Records provided:
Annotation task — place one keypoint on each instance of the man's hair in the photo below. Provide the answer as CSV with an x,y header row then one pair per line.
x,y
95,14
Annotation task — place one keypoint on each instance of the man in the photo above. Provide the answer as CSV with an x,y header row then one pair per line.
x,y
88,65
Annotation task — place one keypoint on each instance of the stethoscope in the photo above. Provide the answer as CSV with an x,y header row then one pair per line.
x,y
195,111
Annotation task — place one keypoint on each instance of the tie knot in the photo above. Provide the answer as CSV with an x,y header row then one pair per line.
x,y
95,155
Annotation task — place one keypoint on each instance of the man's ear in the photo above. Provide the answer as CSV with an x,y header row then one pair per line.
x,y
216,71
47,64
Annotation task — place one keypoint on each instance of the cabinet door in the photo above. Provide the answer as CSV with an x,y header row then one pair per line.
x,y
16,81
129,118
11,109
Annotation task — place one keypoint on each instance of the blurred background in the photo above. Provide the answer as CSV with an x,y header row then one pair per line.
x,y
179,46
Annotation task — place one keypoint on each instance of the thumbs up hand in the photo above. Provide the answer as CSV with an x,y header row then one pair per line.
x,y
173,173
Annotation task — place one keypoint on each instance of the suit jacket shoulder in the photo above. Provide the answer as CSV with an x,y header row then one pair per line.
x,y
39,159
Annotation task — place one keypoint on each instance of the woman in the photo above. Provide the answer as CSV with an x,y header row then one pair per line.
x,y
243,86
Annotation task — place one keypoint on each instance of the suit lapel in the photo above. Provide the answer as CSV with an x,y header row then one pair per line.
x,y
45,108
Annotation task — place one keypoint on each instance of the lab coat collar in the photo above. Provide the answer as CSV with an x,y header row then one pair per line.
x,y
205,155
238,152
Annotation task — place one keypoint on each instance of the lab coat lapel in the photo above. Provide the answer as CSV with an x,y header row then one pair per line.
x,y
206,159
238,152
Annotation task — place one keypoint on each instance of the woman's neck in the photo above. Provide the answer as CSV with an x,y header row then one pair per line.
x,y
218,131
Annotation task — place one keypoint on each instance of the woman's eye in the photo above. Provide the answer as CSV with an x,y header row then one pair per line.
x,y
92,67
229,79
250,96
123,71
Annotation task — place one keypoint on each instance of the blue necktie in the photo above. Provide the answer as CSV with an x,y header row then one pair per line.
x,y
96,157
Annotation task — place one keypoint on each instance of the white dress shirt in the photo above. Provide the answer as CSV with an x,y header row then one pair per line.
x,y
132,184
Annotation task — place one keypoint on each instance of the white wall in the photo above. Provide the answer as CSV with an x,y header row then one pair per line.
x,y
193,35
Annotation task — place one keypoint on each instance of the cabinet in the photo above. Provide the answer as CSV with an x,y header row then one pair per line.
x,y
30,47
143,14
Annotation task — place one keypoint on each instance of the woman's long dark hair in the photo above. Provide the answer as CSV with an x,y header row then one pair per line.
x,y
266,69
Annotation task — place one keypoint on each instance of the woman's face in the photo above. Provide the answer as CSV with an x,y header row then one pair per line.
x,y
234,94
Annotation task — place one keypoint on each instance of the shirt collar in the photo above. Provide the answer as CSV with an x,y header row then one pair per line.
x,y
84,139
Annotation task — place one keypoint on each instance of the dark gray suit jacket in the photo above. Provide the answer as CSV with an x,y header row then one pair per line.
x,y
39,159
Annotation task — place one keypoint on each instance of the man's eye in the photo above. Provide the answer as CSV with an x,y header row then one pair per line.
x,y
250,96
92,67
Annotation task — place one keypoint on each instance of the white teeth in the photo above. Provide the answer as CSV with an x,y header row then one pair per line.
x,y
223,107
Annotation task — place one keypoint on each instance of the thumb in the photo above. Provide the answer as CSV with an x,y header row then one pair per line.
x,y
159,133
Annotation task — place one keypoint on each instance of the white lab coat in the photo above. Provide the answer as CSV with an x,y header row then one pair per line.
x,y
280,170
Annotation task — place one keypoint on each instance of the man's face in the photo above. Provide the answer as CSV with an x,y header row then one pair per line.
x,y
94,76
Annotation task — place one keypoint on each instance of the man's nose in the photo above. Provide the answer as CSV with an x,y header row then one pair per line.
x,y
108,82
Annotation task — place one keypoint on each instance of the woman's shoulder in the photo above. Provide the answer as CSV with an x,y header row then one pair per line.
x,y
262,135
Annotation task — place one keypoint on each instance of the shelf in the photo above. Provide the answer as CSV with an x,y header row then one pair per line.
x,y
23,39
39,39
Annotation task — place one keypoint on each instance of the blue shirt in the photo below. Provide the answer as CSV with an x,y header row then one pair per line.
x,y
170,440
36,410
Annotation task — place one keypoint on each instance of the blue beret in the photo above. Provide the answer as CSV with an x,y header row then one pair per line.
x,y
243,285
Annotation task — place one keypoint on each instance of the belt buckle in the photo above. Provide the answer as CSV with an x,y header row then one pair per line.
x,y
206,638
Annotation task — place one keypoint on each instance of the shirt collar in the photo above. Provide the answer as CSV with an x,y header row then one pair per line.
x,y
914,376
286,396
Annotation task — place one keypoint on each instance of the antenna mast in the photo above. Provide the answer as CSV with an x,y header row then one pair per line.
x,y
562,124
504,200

What is needed: Transcribe the data above in full, exactly.

The response:
Annotation task — place one keypoint on each instance of the man's hair in the photo below. Provide the answer as CSV with an x,y header row then one pair per line.
x,y
95,14
Annotation task — place one keypoint on each instance of the man in the photo above. Provide the answer as CSV with an x,y header row then one pair per line.
x,y
88,65
Annotation task — place one keypoint on each instance of the stethoscope in the photo above. Provide the answer as CSV with an x,y header row then one pair per line.
x,y
195,111
Annotation task — place one keypoint on each instance of the tie knot in the photo above. Provide the answer as CSV with an x,y header row then one pair per line.
x,y
95,155
Annotation task — place one keypoint on each instance of the man's ear in the photo above. Provide the answer as CSV with an x,y header row then one pair per line.
x,y
216,71
47,64
Annotation task — place one keypoint on each instance of the cabinet door in the photo above. Provide the answer as CSV with an x,y header row then one pair per line.
x,y
16,81
129,118
11,109
Annotation task — place one keypoint on each instance of the blurred background in the photo above. Provide the answer as CSV with an x,y header row then one pair per line.
x,y
179,46
Annotation task — place one keypoint on each instance of the thumbs up hand in the photo above. Provide the answer as CSV with an x,y header row then one pair per line.
x,y
173,173
Annotation task — place one keypoint on each instance of the suit jacket shoulder in the photo above. Provide the answer as CSV with an x,y header row then one pair per line.
x,y
39,159
Annotation task — place one keypoint on each instance of the woman in the photo above. Provide the answer as CSV with an x,y header row then one pair per line.
x,y
243,86
Annotation task — place one keypoint on each instance of the suit lapel in the photo above. Provide the answer as CSV with an x,y header row then one pair per line.
x,y
45,108
Annotation task — place one keypoint on each instance of the lab coat collar in the photo above. Provide the answer as CSV with an x,y header row then one pair per line.
x,y
205,155
238,152
Annotation task — place one keypoint on each instance of the lab coat lapel in the photo above. Provide the answer as CSV with an x,y header row then one pair per line.
x,y
206,159
238,152
Annotation task — place one keypoint on each instance of the woman's neck in the photo above. Provide the answer as CSV with an x,y header row then one pair per line.
x,y
218,131
Annotation task — place one keypoint on each instance of the woman's eye in the photo above. Provide the answer as CSV with an x,y header row then one pair per line.
x,y
92,67
229,79
250,96
123,71
Annotation task — place one keypoint on each instance of the blue necktie in the photo above. Provide the answer as CSV with an x,y header row then one pair per line.
x,y
96,157
Annotation task — place one keypoint on each instance of the white dress shirt in the photo above. Provide the answer as CSV with an x,y header row then one pair per line.
x,y
132,184
Annotation task — place one keypoint on each instance of the white wall in the photo above. Provide the answer as CSV with an x,y header row then one pair per line.
x,y
193,35
Annotation task — place one keypoint on each instance of the cabinet in the photo above. Provide the answer as CSV with an x,y header row then one pair per line.
x,y
30,47
143,14
Annotation task — place one keypoint on each instance of the woman's long dark hair in the photo above. Provide the answer as CSV with an x,y header row then one pair per line.
x,y
266,69
Annotation task — place one keypoint on each instance of the woman's face in the photo above. Provide the answer as CSV with an x,y header row then one pair per line.
x,y
234,94
Annotation task — place one keypoint on each instance of the shirt collar in the photo above. Provide the answer as CSV with an x,y header row then one pair per line.
x,y
84,139
Annotation task — place one keypoint on each instance of the dark gray suit jacket in the photo above. Provide the answer as CSV with an x,y header row then one pair per line.
x,y
39,159
Annotation task — place one keypoint on each instance of the man's eye in the photo above. Provide the answer as CSV with an x,y header row then one pair per line.
x,y
250,96
92,67
Annotation task — place one keypoint on each instance of the white teeth in the photo above. Provide the answer as CSV with an x,y header row then one pair per line.
x,y
223,107
Annotation task — place one keypoint on each instance of the thumb in the photo above. Provide the answer as CSV with an x,y header row then one pair per line.
x,y
159,133
Annotation task — place one keypoint on each instance of the white lab coat in the photo above. Provide the answer as CSV with an x,y header row then one pair per line.
x,y
280,170
Annotation task — place one keypoint on each instance of the man's face in the photo above. Provide the answer as CSV with an x,y header row then one pair per line.
x,y
94,76
Annotation task — place one keypoint on each instance of the man's nose in the photo above. Provide the answer as CSV with an x,y header row then one pair per line.
x,y
108,82
Annotation task — place one keypoint on each instance of the woman's shoulder in the photo above. Provide the answer as CSV with an x,y header row then one pair per line.
x,y
262,135
Annotation task — place one keypoint on each instance of the shelf in the photo above. Provide the answer as CSV with an x,y header row then one pair per line.
x,y
23,39
39,39
Annotation task — place one keypoint on each instance of the blue shirt in the photo below. Provide the answer as CSV with an x,y header row then one pair per line.
x,y
170,440
36,410
Annotation task — place one keypoint on each instance of the blue beret in the photo above. Provide the answer as CSV with an x,y header row then one pair per line.
x,y
243,285
Annotation task — place one keypoint on each instance of the belt buckle in the photo above. Provide the answer as CSV with an x,y header row then one pair per line.
x,y
206,638
Annotation task — place one keypoint on each instance of the shirt collar in the photo above. Provide the answer as CSV with an x,y header row then one pair per line.
x,y
914,376
286,396
Annotation task — place one keypoint on each instance of the antenna mast in the photo above. Provide the answer as CSV with an x,y header row then one pair per line.
x,y
562,124
504,200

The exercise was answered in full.